(Saved data entries)
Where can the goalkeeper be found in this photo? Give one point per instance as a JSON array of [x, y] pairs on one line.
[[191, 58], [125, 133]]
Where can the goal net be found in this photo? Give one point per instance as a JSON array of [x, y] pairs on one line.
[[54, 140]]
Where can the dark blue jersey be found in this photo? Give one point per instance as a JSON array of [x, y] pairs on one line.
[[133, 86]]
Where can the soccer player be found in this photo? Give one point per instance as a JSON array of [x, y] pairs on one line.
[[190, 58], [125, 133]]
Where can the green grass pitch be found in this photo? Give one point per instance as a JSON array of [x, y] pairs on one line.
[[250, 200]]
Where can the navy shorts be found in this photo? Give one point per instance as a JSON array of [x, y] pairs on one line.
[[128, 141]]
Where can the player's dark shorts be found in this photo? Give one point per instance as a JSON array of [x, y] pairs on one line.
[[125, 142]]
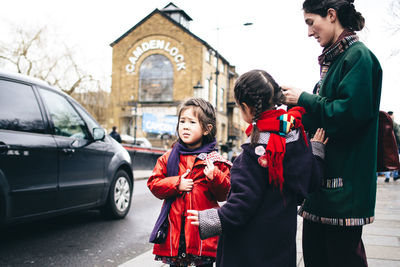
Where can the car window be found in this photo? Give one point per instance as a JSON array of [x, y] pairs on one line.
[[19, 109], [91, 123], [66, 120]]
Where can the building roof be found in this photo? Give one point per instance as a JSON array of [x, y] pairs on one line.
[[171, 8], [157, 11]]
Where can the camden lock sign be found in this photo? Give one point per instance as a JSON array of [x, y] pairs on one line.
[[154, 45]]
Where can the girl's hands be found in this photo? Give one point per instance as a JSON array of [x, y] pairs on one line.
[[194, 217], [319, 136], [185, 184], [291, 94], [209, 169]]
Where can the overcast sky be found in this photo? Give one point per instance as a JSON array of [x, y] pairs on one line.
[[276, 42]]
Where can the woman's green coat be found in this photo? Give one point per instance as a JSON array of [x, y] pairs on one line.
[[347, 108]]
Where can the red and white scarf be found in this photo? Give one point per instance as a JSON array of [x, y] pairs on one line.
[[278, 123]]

--

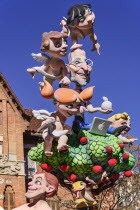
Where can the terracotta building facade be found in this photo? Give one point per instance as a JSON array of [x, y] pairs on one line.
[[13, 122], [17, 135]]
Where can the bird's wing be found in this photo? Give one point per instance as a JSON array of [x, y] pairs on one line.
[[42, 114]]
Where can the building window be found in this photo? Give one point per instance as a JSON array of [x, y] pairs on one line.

ABOUT THIS EXERCISE:
Take the lines above from the one containing "Where can the bird's" to the one containing "Where can the building window" and retype them exactly, both ends included, with nothing added.

REPLY TO THE EXERCISE:
Where can the bird's wing be found in this photo? Give one point per instance as a JSON array of [x, y] pairs on one line.
[[42, 114]]
Where can the building window be found in this photo? Give one point per instance as a JSON array of [x, y] pairs on one line.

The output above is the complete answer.